[SET EXERCISE] Extract every line below, verbatim.

## start

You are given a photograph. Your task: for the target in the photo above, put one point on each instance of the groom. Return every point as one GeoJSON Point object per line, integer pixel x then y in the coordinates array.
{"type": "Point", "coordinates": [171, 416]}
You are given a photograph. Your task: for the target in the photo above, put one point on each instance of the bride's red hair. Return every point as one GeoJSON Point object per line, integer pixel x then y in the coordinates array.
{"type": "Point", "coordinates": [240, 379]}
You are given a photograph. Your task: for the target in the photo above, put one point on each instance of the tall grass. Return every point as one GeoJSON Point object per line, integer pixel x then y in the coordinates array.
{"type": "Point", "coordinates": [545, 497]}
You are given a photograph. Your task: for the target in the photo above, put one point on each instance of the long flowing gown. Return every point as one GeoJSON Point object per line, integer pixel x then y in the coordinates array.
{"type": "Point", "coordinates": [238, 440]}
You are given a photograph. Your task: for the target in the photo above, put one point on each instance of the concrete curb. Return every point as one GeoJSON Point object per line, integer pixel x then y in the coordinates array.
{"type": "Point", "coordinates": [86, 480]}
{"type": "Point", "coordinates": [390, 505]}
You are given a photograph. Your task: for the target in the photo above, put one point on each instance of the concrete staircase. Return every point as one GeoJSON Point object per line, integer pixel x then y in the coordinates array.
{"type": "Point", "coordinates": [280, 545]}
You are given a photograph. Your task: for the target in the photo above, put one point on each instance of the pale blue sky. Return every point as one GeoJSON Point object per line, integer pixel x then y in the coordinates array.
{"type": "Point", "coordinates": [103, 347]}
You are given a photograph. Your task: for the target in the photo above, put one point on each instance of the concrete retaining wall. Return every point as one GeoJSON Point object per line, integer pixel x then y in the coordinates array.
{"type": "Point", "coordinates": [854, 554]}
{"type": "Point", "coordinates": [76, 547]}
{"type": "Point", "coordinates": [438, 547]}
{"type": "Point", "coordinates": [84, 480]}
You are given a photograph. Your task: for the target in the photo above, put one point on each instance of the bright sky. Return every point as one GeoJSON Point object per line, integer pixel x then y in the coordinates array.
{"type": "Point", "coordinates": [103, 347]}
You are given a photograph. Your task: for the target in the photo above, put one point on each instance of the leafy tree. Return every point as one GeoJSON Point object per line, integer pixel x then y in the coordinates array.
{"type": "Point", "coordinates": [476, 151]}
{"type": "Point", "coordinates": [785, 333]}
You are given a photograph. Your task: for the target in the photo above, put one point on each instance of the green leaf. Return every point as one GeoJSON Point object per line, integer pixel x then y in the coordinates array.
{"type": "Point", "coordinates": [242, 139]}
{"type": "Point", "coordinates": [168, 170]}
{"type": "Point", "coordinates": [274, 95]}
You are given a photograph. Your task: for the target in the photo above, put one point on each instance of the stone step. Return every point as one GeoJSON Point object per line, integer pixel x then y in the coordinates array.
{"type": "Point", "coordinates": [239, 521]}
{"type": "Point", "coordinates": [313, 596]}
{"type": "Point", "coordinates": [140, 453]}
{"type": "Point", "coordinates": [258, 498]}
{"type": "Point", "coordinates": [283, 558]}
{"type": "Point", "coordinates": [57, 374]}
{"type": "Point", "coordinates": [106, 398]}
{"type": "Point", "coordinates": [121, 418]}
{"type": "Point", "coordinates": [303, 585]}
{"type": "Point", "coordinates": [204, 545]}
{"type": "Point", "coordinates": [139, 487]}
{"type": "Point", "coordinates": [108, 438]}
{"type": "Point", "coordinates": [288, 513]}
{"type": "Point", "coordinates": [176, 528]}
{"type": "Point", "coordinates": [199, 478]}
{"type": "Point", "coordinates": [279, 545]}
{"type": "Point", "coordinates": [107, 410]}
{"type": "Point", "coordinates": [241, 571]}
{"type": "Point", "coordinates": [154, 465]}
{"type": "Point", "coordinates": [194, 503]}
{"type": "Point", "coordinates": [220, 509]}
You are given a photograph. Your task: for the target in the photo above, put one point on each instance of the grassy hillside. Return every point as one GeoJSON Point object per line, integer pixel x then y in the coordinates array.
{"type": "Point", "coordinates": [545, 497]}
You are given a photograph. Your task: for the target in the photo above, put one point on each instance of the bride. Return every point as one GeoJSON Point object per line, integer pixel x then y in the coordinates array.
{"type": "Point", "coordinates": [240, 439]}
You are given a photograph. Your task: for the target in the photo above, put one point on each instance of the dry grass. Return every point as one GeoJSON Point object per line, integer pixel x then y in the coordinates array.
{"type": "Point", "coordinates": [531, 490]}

## end

[THE RESULT]
You are given a photograph. Your task: for the target in the photo above, put one point on each instance of the groom. Return every point as one GeoJSON Point object per line, integer pixel x then y in the coordinates array.
{"type": "Point", "coordinates": [171, 416]}
You are given a photograph. Your task: for the target in the photo above, put one point on each instance of the bride's red hair. Return every point as one GeoJSON Point object per line, integer pixel x then y in the coordinates array.
{"type": "Point", "coordinates": [240, 379]}
You are given a photograph. Your task: for the target in the photo above, put one point on each instance of the tall grass. Return every point as one GeoJSON Point object per line, integer pixel x then y in the coordinates array.
{"type": "Point", "coordinates": [545, 497]}
You are given a photograph. Your task: for the target in the photo above, put one point on each instance of the long flowing gown. Return every point as one GeoJSON Point object per line, integer pixel x then y in the coordinates array.
{"type": "Point", "coordinates": [238, 440]}
You are given a photograph. Your task: for the target in the photo above, put one point on each instance of the concrete curb. Return every point as one GeoJSON Point object per line, integer pixel x then y in the coordinates array.
{"type": "Point", "coordinates": [86, 480]}
{"type": "Point", "coordinates": [390, 505]}
You are given a photograph. Your task: for the target in the photo above, put one point on each instance of the concrete staircase. Return every point as one GeoJSON Point object per line, integer pixel x then y in the coordinates array.
{"type": "Point", "coordinates": [280, 545]}
You are given a photograph. Your task: for the target in the photo above, put one point on each instance of the pale blue sky. Return every point as one GeoJSON Point object per line, integer pixel x then y in the coordinates array.
{"type": "Point", "coordinates": [103, 347]}
You are given a photograph. Your task: for the target in the photo above, put one point on each instance of the concrete retaining wall. Return every point as one GeoJSON Point object per line, integer pixel x then y in the coordinates array.
{"type": "Point", "coordinates": [854, 554]}
{"type": "Point", "coordinates": [76, 547]}
{"type": "Point", "coordinates": [438, 547]}
{"type": "Point", "coordinates": [84, 480]}
You are given a photograph. Your task: for the target in the photo above, put one point on each instance of the bright sky. Return every point as one GeoJSON Point object per line, integer pixel x then y in the coordinates array.
{"type": "Point", "coordinates": [103, 347]}
You are given a photograph. Your task: for the target in the photo above, put one point on each instance of the leafy tree. Return every point as one GeoJSON Point object per line, integer pixel x then y in the coordinates array.
{"type": "Point", "coordinates": [476, 151]}
{"type": "Point", "coordinates": [785, 333]}
You are given a photograph. Your task: for the target in the photo above, put one point on each instance of the green leaf. Return every point as one GeoJSON Point object per line, integer pixel x then y in the coordinates array.
{"type": "Point", "coordinates": [242, 139]}
{"type": "Point", "coordinates": [168, 170]}
{"type": "Point", "coordinates": [274, 95]}
You are given a photograph. Your task: for the target in the photo above, put one point on each instance of the stone step. Return every point as one GeoJSON Point object per line, integer pixel x then y in the coordinates array.
{"type": "Point", "coordinates": [239, 521]}
{"type": "Point", "coordinates": [313, 596]}
{"type": "Point", "coordinates": [140, 453]}
{"type": "Point", "coordinates": [258, 498]}
{"type": "Point", "coordinates": [283, 558]}
{"type": "Point", "coordinates": [57, 374]}
{"type": "Point", "coordinates": [106, 398]}
{"type": "Point", "coordinates": [121, 418]}
{"type": "Point", "coordinates": [303, 585]}
{"type": "Point", "coordinates": [204, 545]}
{"type": "Point", "coordinates": [139, 487]}
{"type": "Point", "coordinates": [108, 438]}
{"type": "Point", "coordinates": [288, 513]}
{"type": "Point", "coordinates": [176, 528]}
{"type": "Point", "coordinates": [199, 478]}
{"type": "Point", "coordinates": [279, 545]}
{"type": "Point", "coordinates": [107, 410]}
{"type": "Point", "coordinates": [241, 571]}
{"type": "Point", "coordinates": [154, 465]}
{"type": "Point", "coordinates": [194, 503]}
{"type": "Point", "coordinates": [220, 509]}
You are given a photograph. Your task: for the target in the photo above, put one point on each instance of the grassy hillside. Return every point as one GeoJSON Point object per line, integer pixel x then y in the coordinates array.
{"type": "Point", "coordinates": [545, 497]}
You are given a photograph. Your task: for the target in the photo above, put one point on each instance of the bride. Return every point as one GeoJSON Point object per line, integer pixel x then y in the coordinates array.
{"type": "Point", "coordinates": [240, 439]}
You are given a photograph. Your task: for the target in the photo above, put one point on each instance of the dry grass. Return every point as one GeoJSON Point object per line, integer pixel x then y in the coordinates array.
{"type": "Point", "coordinates": [531, 490]}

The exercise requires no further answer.